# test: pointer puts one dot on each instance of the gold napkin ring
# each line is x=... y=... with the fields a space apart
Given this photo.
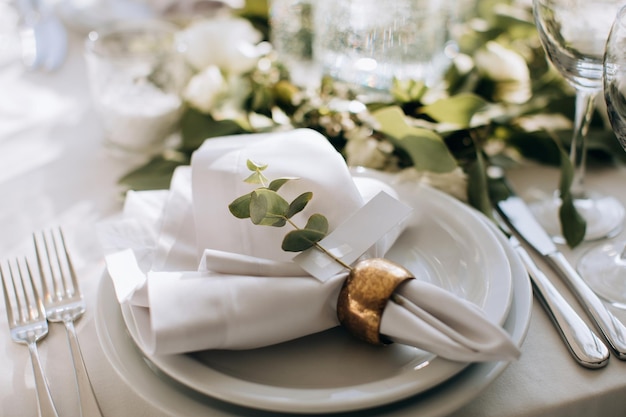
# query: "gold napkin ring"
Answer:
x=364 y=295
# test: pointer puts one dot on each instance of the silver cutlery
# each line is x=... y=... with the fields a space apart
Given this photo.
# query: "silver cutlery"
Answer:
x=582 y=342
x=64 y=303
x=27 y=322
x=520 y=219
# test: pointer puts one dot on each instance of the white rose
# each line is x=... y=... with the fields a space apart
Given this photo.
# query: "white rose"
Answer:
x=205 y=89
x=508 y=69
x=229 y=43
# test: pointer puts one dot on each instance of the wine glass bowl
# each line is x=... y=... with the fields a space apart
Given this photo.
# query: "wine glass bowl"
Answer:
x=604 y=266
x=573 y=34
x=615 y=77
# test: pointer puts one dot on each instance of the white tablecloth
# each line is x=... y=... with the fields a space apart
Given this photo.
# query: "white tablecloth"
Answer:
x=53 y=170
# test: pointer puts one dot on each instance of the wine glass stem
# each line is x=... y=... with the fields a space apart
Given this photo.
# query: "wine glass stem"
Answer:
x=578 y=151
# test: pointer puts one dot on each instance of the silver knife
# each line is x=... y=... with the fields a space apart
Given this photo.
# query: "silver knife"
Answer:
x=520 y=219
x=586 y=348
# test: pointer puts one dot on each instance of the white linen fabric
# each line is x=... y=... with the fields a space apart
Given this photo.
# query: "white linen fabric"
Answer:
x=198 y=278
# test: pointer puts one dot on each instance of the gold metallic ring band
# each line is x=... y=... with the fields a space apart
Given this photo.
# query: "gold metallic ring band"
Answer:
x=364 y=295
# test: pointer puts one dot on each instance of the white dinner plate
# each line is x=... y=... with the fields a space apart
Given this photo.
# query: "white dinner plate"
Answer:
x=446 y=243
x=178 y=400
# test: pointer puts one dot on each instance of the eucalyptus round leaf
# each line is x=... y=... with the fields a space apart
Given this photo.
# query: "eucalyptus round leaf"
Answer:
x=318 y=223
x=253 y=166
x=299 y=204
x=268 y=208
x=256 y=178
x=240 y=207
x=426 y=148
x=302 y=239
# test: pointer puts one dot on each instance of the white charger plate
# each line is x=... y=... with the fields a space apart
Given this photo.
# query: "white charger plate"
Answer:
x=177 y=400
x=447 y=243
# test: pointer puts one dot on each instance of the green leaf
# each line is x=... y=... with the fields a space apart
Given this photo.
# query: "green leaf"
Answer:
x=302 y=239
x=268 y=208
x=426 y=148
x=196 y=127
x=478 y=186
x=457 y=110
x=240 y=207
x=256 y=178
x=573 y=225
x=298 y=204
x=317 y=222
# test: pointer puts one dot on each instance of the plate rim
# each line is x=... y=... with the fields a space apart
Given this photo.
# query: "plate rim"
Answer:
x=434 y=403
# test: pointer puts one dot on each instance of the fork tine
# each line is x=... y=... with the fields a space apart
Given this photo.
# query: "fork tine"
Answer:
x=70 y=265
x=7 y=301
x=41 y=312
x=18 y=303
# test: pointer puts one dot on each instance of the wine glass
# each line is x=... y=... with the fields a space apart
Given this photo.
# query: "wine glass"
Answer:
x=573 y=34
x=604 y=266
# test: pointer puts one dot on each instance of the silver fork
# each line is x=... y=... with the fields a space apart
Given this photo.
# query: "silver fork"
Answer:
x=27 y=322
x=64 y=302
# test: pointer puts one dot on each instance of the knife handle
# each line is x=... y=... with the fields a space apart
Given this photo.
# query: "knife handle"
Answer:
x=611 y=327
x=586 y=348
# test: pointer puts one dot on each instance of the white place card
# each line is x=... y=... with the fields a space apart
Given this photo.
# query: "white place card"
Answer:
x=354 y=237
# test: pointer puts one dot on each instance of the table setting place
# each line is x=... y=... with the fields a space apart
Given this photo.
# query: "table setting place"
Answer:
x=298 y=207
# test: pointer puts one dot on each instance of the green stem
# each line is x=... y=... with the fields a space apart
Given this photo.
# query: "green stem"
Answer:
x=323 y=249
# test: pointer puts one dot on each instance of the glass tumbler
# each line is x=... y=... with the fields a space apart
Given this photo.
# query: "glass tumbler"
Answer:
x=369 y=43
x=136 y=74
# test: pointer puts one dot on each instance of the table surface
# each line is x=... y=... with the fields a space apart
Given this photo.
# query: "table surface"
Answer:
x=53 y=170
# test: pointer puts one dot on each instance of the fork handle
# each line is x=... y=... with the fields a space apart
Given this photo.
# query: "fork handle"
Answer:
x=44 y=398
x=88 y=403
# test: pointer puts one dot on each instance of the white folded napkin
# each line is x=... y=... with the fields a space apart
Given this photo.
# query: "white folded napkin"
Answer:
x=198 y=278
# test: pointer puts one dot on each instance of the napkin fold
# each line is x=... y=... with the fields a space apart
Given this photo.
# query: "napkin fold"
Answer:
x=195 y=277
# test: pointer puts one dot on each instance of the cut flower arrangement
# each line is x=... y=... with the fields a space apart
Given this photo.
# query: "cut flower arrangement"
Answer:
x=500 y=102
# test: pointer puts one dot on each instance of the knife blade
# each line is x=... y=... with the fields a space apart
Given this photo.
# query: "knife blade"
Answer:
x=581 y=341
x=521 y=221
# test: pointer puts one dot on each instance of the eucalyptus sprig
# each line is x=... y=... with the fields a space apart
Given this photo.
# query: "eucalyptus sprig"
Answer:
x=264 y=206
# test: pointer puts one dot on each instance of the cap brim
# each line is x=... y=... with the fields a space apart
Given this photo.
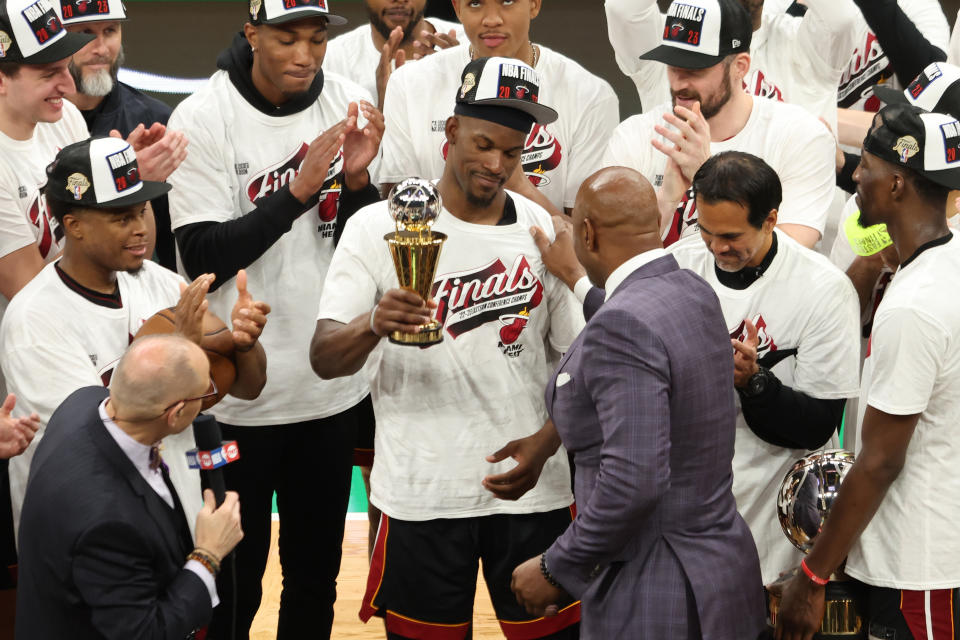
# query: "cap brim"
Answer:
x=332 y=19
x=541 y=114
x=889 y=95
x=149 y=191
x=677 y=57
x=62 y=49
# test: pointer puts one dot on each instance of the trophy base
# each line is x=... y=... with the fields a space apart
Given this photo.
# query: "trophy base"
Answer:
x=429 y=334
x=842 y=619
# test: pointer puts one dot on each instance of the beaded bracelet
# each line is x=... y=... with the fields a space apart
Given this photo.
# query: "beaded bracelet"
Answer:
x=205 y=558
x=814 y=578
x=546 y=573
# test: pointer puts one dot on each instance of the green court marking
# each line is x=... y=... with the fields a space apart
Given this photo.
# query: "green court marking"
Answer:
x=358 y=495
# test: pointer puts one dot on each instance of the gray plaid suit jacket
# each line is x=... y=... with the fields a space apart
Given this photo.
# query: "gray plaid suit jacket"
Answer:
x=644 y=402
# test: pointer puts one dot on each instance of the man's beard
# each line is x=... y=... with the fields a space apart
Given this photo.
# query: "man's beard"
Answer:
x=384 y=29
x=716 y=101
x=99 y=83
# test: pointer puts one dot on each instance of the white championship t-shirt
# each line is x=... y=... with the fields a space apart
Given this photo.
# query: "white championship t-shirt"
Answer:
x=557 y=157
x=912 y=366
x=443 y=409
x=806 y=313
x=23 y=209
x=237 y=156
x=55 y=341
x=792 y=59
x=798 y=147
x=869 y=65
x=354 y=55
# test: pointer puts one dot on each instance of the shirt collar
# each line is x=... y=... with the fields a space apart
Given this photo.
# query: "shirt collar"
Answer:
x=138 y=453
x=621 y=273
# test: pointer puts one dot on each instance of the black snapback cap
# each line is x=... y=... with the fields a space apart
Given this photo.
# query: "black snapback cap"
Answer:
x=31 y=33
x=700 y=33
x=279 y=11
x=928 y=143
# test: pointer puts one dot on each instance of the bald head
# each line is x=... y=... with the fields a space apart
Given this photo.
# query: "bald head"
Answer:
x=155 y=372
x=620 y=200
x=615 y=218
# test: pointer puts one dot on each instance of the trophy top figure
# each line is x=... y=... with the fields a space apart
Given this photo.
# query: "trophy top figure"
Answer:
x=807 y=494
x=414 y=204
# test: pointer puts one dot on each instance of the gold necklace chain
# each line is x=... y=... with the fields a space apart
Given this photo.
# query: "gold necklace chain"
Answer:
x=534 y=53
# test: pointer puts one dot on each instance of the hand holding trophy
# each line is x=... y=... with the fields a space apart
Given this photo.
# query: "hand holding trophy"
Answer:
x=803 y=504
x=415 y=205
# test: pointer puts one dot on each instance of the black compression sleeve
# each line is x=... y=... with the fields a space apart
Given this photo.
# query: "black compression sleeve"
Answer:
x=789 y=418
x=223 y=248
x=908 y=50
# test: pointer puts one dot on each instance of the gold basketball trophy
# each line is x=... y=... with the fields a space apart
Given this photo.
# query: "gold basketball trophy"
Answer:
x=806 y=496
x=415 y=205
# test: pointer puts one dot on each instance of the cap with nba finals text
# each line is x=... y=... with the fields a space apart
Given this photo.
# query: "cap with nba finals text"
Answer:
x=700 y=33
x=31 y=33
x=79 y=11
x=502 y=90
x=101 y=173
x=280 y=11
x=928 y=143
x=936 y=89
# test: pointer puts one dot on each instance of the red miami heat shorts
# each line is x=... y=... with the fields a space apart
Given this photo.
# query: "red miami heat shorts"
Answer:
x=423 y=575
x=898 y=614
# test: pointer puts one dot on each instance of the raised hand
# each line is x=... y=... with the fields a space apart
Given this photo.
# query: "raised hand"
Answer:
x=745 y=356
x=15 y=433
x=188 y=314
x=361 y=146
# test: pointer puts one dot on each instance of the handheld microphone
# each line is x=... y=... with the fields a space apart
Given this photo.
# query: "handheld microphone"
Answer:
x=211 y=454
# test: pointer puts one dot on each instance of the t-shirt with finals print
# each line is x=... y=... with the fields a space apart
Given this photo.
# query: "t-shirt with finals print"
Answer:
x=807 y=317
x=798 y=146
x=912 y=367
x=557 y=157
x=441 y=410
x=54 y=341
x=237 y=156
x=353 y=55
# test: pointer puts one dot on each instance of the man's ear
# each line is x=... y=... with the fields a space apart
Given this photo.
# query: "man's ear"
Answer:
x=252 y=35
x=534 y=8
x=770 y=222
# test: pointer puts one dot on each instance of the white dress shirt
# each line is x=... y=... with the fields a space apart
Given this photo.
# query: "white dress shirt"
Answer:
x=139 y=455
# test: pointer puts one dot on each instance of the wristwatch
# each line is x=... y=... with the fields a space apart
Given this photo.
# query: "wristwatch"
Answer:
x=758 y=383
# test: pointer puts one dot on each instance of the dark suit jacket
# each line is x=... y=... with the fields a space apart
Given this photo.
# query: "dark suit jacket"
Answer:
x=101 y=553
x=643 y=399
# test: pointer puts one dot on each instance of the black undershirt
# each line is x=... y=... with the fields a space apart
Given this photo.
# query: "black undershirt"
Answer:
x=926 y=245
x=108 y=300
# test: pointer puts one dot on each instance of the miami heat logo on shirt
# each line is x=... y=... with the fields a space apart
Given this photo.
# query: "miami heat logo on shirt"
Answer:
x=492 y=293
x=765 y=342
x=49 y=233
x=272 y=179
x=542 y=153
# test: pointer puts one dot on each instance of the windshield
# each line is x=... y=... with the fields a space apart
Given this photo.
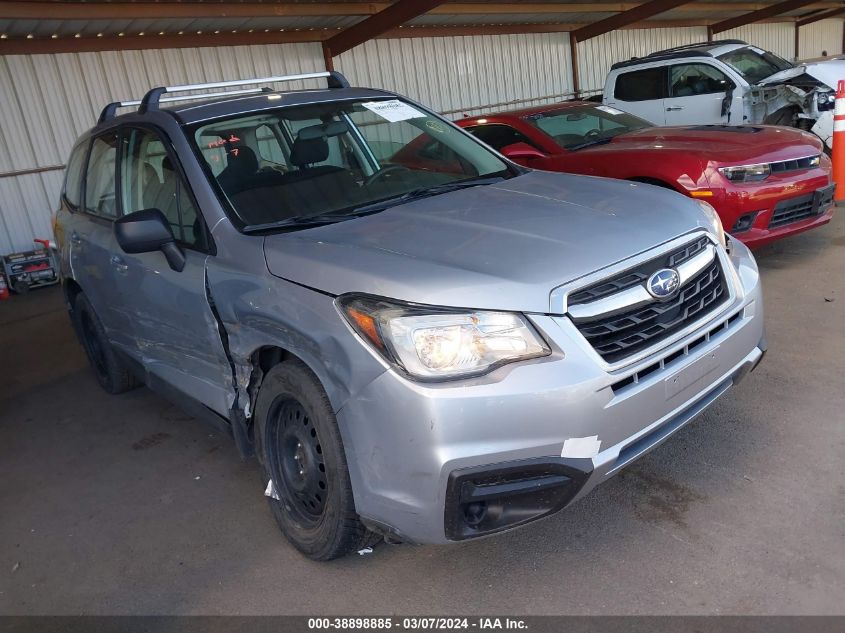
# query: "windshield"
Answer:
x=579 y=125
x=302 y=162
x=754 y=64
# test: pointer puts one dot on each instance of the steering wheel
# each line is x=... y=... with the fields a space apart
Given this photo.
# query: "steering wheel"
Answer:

**PROBLEM DETAILS**
Transcribe the material above without any change, everything from the line containing "the gold basketball trophy" down to the line containing "x=361 y=146", including both of those lines.

**REPLY TO THE TASK**
# test: pointer puts one dot on each instance of the gold basketball trophy
# each line is x=... y=... with the fields a space apart
Given this photo.
# query: "gold basketball trophy"
Answer:
x=806 y=496
x=415 y=205
# test: pointer puts one dot on each instance of the cap with nba finals text
# each line is x=... y=... with the fields a space apart
Given this photo.
# query: "cap with nba finals text"
Answer:
x=700 y=33
x=31 y=33
x=79 y=11
x=502 y=90
x=101 y=173
x=280 y=11
x=928 y=143
x=936 y=89
# test: pointer puts one dot on each instance of the red miami heat shorts
# each line is x=... y=... with the fields a space apart
Given this photo.
# query: "red miami heat shorts"
Answer:
x=423 y=575
x=898 y=614
# test: pointer puts one dot on each instance of the raised hand
# each line is x=... y=... with the fields a space apart
Given this photo.
# query: "raised hand"
Answer:
x=745 y=356
x=15 y=433
x=188 y=314
x=361 y=146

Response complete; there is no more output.